---------- Selected text
As everything began to shut down for the pandemic, like a tsunami approaching from the horizon…
My travel plans sheared sideways. First I was going to fly to Boston from Texas, to speak at a conference for another project I was working on. Then the main speakers cancelled and it was suddenly our job to keynote that conference. Then the conference was cancelled. I asked the travel wranglers to add one more leg and fly me right back home to New York.
Instead of having to frantically prepare for a talk, I was suddenly, unexpectedly free. I had a whole evening of tourist time in the freeway-bounded complex of hotels and malls in Grapevine, on the outskirts of Dallas—but effectively stripped of my American citizenship and stranded, given I had no car.
I needed exercise. Somehow, I identified that there was an arcade nearby. A Round1.
Here’s a sometimes forgotten fact about me: I almost derailed my academic career by obsessing over the culture of dance game players, writing papers on the topic. I’m an ardent fan of rhythm games, and Dancerush Stardom was an elusive grail. Round1 is the only arcade chain in the United States with a deal to showcase Dancerush Stardom machines. The nearest one to where I’d been living in New York was a two-hour commuter rail and Lyft trip to Long Island.
--------------------
---------- Data for analysis
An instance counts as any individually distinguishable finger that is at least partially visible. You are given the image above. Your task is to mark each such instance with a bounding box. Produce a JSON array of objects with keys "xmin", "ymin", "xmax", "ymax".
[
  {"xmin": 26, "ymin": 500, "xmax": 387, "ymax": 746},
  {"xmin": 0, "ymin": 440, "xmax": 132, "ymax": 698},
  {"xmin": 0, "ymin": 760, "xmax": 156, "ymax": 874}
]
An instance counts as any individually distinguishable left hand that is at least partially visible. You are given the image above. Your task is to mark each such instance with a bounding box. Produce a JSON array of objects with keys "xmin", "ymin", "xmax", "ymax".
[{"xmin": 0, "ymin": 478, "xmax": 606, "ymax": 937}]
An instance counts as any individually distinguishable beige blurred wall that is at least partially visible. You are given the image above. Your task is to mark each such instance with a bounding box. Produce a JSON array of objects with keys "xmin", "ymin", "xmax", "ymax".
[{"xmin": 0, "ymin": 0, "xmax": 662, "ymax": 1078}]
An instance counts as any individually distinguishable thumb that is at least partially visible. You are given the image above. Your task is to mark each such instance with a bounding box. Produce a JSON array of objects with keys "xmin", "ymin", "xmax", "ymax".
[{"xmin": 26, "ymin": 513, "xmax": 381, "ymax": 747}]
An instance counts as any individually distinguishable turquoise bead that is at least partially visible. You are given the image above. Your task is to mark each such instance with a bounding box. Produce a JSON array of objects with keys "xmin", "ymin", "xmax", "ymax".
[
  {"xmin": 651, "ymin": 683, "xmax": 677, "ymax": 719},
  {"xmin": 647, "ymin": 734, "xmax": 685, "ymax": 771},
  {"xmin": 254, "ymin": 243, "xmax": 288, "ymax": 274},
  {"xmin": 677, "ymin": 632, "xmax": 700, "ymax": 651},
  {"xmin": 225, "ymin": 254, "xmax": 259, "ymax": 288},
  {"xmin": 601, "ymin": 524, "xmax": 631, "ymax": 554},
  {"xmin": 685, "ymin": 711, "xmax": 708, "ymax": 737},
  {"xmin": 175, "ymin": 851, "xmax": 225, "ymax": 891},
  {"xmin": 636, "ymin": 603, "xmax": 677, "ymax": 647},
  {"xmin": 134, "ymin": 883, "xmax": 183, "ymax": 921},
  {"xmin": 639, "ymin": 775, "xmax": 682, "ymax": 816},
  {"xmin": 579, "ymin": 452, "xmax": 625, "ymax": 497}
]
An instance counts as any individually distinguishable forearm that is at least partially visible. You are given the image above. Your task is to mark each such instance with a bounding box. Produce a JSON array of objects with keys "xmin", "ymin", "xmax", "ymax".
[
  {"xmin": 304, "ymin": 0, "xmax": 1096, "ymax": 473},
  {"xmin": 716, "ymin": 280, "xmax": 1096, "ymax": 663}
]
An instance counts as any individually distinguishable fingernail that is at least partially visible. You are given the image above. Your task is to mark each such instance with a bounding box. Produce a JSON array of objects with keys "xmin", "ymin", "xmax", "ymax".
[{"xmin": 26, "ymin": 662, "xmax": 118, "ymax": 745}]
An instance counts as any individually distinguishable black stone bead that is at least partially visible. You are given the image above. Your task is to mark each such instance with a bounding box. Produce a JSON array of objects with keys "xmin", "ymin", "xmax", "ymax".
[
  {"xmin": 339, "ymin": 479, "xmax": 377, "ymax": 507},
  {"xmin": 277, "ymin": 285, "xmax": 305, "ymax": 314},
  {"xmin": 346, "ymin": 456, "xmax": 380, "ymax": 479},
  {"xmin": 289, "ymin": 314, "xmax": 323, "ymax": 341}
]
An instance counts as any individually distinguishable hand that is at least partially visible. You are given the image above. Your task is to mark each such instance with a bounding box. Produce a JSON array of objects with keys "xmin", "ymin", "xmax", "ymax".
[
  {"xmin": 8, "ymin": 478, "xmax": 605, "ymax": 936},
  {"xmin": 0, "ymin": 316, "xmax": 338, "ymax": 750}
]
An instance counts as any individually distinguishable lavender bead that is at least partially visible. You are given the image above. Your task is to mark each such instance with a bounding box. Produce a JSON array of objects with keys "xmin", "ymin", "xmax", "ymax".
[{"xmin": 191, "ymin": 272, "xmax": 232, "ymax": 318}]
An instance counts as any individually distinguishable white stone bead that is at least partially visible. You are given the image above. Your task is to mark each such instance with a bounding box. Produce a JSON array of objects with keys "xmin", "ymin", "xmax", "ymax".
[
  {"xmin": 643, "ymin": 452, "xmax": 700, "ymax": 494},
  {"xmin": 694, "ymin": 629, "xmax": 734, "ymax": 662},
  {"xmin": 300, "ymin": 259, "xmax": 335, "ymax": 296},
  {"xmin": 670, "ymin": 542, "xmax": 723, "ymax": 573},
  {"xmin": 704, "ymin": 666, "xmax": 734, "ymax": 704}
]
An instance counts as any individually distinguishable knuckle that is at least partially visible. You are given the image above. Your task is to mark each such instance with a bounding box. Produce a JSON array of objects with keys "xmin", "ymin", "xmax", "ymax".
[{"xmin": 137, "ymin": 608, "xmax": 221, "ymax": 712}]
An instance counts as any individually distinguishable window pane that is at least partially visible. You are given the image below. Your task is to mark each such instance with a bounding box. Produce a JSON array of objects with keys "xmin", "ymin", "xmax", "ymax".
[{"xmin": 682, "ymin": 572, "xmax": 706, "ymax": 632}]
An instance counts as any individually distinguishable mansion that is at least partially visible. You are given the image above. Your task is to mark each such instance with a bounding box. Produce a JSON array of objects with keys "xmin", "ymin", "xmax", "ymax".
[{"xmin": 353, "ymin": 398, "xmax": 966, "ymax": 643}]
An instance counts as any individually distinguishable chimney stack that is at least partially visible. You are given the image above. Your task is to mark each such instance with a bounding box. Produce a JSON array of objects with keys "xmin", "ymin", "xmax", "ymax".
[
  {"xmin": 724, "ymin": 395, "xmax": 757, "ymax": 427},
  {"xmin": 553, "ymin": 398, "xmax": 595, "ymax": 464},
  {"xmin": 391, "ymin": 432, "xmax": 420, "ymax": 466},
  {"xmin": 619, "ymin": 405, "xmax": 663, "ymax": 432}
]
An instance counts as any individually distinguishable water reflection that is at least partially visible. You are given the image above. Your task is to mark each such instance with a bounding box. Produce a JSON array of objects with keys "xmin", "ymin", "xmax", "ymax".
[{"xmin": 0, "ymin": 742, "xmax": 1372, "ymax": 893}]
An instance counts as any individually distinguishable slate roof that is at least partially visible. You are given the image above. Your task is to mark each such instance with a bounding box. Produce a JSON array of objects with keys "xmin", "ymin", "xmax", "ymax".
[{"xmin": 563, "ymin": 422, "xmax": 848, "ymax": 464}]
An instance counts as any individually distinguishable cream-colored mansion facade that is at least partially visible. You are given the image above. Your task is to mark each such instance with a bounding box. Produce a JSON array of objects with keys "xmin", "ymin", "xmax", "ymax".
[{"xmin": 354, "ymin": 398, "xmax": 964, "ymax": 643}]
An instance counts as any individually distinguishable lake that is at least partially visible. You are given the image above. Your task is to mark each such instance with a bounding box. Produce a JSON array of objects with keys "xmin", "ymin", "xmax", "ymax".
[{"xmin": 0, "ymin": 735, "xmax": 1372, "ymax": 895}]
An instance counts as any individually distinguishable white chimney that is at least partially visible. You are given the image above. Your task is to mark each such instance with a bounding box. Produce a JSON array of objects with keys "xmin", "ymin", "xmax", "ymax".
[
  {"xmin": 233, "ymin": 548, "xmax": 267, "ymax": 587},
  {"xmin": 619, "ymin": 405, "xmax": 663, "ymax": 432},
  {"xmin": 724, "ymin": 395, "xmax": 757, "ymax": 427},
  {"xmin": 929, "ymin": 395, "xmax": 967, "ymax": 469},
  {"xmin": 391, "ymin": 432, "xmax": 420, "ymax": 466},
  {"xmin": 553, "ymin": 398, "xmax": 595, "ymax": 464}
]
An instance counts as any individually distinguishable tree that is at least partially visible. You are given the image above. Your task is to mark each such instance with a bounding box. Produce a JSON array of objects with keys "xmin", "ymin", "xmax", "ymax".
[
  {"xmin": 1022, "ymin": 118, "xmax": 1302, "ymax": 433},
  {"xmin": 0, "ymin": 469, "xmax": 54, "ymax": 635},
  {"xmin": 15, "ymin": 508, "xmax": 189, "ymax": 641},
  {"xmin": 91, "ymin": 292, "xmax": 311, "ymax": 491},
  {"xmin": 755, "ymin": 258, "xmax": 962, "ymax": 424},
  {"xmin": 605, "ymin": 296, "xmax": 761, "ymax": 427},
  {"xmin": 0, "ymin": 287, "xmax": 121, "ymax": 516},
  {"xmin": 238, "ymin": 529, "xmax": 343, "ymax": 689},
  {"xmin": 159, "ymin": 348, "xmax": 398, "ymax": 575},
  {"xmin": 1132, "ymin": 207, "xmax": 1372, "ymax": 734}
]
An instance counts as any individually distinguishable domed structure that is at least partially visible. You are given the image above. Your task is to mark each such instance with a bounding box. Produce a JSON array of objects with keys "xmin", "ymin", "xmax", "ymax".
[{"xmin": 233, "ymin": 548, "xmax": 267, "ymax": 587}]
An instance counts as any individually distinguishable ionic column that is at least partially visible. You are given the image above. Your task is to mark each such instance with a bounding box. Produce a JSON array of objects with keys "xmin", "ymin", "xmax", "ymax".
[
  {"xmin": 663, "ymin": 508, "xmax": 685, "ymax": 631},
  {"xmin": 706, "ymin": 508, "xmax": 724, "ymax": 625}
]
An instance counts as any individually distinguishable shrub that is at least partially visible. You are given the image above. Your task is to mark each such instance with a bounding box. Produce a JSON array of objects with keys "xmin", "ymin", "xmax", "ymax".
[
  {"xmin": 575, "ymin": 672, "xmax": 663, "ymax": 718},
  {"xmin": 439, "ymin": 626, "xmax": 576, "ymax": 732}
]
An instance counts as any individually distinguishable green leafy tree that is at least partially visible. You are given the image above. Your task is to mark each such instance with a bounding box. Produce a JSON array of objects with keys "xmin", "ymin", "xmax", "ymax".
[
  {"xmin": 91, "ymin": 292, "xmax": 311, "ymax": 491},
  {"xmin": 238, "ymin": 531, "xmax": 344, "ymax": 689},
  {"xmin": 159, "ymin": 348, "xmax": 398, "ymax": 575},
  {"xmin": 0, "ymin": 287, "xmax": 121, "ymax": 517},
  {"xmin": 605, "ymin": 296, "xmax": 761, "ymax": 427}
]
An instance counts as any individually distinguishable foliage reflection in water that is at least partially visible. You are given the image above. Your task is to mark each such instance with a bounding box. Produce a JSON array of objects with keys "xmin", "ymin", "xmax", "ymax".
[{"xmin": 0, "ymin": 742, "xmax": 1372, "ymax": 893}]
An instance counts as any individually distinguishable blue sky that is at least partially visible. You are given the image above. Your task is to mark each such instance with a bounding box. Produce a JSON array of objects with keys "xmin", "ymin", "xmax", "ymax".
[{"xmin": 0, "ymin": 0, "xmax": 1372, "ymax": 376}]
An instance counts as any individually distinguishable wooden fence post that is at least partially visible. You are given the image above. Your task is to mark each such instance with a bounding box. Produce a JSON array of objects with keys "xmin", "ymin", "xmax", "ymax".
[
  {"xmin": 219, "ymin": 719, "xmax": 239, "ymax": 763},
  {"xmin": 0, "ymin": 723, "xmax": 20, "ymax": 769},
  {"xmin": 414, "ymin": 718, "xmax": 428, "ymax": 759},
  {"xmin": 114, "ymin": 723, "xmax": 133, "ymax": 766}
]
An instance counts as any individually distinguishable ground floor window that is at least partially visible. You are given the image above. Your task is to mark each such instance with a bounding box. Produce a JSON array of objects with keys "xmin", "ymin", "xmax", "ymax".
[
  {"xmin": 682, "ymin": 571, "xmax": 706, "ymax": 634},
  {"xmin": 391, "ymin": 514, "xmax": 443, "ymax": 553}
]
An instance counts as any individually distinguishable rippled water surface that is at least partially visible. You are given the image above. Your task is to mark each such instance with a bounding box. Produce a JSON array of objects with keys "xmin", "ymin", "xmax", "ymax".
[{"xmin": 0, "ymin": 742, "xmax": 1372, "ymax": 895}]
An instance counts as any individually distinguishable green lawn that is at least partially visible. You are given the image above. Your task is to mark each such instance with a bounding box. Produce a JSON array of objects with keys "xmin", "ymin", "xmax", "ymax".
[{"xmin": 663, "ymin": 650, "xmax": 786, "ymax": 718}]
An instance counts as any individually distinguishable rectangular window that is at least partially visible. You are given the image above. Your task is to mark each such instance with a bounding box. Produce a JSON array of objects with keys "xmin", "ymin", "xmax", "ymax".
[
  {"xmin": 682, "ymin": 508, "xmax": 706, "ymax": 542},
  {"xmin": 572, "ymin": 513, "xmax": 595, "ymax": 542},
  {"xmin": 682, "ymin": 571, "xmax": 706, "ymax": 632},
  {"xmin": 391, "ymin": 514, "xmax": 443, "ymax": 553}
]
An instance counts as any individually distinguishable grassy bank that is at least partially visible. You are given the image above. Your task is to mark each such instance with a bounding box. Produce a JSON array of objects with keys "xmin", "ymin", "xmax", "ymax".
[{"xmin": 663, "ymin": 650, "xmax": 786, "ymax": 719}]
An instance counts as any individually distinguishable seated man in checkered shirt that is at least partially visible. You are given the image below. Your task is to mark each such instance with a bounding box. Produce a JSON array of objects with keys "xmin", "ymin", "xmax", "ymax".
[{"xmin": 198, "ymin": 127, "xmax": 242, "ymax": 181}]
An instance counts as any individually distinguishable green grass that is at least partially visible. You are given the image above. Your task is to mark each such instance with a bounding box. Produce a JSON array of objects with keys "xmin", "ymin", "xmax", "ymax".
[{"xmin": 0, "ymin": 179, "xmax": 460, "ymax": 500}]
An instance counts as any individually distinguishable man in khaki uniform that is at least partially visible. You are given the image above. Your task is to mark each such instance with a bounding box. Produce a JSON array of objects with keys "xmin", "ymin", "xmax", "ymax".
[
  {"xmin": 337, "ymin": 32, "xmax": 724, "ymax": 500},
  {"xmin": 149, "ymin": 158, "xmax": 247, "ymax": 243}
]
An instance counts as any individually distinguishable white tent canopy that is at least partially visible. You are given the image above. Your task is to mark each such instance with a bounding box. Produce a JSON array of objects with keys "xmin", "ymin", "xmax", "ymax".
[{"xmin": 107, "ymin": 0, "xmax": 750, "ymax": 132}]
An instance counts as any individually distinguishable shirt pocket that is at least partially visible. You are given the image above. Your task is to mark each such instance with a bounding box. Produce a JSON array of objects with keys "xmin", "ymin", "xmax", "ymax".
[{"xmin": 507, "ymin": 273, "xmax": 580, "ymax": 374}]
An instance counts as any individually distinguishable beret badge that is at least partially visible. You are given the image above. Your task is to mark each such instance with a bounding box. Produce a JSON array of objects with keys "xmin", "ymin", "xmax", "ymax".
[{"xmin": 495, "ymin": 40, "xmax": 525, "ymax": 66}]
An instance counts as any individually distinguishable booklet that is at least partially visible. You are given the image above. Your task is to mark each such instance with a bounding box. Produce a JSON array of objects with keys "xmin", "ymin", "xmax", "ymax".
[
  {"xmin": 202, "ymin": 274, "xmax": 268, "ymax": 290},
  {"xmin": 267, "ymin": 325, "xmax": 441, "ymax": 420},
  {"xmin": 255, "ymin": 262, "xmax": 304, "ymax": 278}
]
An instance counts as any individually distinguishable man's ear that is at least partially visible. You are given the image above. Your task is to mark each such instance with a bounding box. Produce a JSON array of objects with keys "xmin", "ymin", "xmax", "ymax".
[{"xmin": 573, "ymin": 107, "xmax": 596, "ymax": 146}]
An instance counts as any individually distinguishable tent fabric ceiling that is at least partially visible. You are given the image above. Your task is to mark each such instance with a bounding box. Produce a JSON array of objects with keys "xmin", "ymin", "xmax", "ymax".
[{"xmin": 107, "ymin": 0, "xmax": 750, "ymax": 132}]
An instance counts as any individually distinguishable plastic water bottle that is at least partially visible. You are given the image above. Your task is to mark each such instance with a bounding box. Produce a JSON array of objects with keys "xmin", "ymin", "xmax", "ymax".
--------------------
* _Required actions_:
- A) Transcribe the Round1 passage beginning at the words "Instead of having" and stopping after the words "had no car.".
- B) According to the Round1 passage, which arcade chain is the only one in the United States with a deal to showcase Dancerush Stardom machines?
- C) Take the Round1 passage further by writing on from its last sentence.
You can leave the entries aside.

* _Written answers_:
- A)
Instead of having to frantically prepare for a talk, I was suddenly, unexpectedly free. I had a whole evening of tourist time in the freeway-bounded complex of hotels and malls in Grapevine, on the outskirts of Dallas—but effectively stripped of my American citizenship and stranded, given I had no car.

- B) Round1

- C)
yep, that video is augmented, but it accurately shares the feeling of playing the game, which I tend to refer to as “My Real Boyfriend, The Dancerush Stardom Machine.”
Getting to the arcade before the evening rush, I luxuriated for hours in uncontested time on that big smooth stomping screen, a faceful of glittering lights and sparkling LEDs under my toes, charging points upon points to my card, unlocking levels, reveling in the sweet, oddly sad dance music until I was so sweaty I smelled. So I went back to the hotel to shower, thinking I’d fold for the evening.
That song will bear the strange weight of nostalgia for the innocence of pre-pandemia for me until the day I die.
But as I was considering my pajamas, I realized one of the arcade staff had utterly arrested my attention.